• [SOURCE MATERIAL]

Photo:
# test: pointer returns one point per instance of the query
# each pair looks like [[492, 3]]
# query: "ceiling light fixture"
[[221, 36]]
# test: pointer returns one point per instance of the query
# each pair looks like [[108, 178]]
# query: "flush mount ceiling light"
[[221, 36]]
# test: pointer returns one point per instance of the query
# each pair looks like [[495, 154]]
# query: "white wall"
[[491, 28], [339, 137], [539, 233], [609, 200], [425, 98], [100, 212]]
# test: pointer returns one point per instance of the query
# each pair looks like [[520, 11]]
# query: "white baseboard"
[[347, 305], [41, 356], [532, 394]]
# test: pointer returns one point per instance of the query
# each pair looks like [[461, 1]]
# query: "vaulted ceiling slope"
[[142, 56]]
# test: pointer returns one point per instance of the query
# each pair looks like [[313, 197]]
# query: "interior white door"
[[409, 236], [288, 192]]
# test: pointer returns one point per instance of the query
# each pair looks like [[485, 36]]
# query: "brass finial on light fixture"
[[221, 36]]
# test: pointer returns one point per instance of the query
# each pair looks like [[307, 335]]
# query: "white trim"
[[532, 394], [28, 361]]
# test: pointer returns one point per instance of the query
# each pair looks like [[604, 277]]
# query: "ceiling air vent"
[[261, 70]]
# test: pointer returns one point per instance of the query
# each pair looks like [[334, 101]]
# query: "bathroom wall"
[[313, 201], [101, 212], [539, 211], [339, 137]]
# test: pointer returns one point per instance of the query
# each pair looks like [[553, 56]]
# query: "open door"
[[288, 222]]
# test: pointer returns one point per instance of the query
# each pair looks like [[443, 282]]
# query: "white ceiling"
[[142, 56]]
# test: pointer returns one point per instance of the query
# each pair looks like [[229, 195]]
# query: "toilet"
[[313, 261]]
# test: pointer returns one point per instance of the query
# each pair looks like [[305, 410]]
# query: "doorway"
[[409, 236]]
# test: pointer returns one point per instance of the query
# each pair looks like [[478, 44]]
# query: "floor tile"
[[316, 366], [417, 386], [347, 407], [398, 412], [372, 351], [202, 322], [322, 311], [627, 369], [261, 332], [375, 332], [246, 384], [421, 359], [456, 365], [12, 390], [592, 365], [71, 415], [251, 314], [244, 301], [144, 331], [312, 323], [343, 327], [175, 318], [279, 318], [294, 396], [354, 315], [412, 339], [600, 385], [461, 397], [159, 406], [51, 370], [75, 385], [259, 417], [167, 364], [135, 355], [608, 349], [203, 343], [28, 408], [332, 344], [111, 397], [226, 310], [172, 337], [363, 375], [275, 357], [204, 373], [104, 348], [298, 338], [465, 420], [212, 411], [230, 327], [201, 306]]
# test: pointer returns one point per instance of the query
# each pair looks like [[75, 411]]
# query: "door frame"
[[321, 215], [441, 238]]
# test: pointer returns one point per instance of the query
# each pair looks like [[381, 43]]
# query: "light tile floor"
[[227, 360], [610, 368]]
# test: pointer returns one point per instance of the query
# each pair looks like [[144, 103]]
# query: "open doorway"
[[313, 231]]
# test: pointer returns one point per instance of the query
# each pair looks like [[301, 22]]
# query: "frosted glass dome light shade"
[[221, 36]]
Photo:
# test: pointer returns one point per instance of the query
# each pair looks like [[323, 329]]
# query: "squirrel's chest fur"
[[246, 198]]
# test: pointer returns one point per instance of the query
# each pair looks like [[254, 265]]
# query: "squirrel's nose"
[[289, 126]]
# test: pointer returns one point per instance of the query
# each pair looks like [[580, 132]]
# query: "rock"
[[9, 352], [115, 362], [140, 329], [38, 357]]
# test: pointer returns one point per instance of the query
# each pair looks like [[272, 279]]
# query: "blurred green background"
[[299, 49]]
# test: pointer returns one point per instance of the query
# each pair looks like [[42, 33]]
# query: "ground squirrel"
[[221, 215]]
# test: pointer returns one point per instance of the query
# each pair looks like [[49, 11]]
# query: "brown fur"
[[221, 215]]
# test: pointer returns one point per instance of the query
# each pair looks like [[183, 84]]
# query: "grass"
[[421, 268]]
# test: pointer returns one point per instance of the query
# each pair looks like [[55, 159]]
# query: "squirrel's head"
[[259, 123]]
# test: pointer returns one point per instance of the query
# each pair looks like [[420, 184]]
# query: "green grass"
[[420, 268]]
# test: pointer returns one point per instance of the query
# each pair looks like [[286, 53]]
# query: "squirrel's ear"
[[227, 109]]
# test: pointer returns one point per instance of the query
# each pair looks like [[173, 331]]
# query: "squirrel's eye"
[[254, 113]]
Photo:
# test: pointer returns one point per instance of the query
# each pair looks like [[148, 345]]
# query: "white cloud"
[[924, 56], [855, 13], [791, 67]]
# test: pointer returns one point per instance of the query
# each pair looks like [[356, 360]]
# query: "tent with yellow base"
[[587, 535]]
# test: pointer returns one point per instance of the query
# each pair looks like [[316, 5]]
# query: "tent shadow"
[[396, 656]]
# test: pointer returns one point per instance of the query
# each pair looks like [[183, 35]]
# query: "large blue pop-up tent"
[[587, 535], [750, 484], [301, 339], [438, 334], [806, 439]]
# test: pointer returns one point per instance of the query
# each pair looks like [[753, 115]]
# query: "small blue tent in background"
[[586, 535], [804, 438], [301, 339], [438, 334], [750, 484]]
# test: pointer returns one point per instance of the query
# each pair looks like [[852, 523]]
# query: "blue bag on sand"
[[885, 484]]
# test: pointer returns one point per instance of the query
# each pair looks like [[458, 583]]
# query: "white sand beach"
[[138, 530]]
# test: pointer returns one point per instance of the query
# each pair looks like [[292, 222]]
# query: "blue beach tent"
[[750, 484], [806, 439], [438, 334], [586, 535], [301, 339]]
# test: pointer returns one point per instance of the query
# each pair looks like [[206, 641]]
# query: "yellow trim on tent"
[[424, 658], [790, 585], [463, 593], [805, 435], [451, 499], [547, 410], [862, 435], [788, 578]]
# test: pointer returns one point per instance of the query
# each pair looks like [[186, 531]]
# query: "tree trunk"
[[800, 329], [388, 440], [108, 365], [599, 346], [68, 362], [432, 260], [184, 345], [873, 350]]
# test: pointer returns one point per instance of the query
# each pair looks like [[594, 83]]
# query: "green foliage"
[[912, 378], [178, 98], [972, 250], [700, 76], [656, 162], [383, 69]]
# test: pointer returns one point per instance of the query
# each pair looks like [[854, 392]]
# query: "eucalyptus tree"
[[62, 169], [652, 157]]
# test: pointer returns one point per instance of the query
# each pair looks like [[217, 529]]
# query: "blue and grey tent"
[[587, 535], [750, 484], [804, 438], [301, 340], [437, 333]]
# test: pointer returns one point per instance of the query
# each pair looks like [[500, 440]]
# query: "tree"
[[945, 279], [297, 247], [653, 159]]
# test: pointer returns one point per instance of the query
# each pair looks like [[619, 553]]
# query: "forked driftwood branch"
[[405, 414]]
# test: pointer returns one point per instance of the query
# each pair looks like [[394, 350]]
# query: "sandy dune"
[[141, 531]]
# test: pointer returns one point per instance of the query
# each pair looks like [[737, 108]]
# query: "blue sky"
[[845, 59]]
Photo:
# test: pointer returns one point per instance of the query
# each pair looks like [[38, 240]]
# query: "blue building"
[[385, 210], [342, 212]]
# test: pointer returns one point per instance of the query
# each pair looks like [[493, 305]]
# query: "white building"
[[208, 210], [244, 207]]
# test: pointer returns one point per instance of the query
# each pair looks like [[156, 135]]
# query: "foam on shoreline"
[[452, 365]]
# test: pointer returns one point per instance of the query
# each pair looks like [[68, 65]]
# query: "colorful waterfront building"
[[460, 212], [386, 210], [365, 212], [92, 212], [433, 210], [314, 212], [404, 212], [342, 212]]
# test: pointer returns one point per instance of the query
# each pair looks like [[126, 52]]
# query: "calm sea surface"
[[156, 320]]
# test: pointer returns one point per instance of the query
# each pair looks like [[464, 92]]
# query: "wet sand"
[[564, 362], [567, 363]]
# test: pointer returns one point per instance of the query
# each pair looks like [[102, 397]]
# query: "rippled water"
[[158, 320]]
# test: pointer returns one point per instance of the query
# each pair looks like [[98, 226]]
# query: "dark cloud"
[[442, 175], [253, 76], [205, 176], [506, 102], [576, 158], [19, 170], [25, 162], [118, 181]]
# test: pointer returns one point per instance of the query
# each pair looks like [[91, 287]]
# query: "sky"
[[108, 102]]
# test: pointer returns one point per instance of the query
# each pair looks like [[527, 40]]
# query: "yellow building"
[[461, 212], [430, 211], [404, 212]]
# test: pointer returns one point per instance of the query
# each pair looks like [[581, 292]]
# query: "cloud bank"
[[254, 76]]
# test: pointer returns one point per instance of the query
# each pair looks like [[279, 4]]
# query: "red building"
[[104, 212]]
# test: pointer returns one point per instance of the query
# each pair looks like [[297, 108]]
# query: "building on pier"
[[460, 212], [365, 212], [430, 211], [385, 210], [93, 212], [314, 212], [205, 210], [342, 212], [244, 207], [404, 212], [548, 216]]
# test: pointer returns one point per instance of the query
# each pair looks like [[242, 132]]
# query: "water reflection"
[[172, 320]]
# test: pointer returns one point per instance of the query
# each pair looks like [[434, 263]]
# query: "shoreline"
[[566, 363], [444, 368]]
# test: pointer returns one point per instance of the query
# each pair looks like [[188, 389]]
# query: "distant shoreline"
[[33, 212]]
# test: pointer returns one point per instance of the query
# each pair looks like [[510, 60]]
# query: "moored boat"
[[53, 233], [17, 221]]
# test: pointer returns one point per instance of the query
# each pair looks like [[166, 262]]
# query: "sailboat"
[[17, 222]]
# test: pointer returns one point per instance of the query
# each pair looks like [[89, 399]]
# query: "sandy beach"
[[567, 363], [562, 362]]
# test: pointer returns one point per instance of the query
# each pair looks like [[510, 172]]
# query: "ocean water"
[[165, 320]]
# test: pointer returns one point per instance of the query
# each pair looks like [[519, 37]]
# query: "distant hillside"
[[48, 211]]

• [WHAT IS ASKED] Reproduce, word for word, everything from the first line of the rows up to and including the line that contains "98], [100, 212]]".

• [WRITTEN SOLUTION]
Photo:
# test: pointer returns one point per instance of the query
# each pair looks like [[492, 3]]
# query: "ceiling light fixture"
[[221, 36]]
# test: pointer returns one point per instance of the query
# each pair looks like [[108, 178]]
# query: "flush mount ceiling light"
[[221, 36]]
# test: pointer returns one point per instance of the query
# each pair looks like [[495, 154]]
# query: "white wall"
[[491, 28], [339, 137], [539, 233], [609, 200], [425, 98], [100, 212]]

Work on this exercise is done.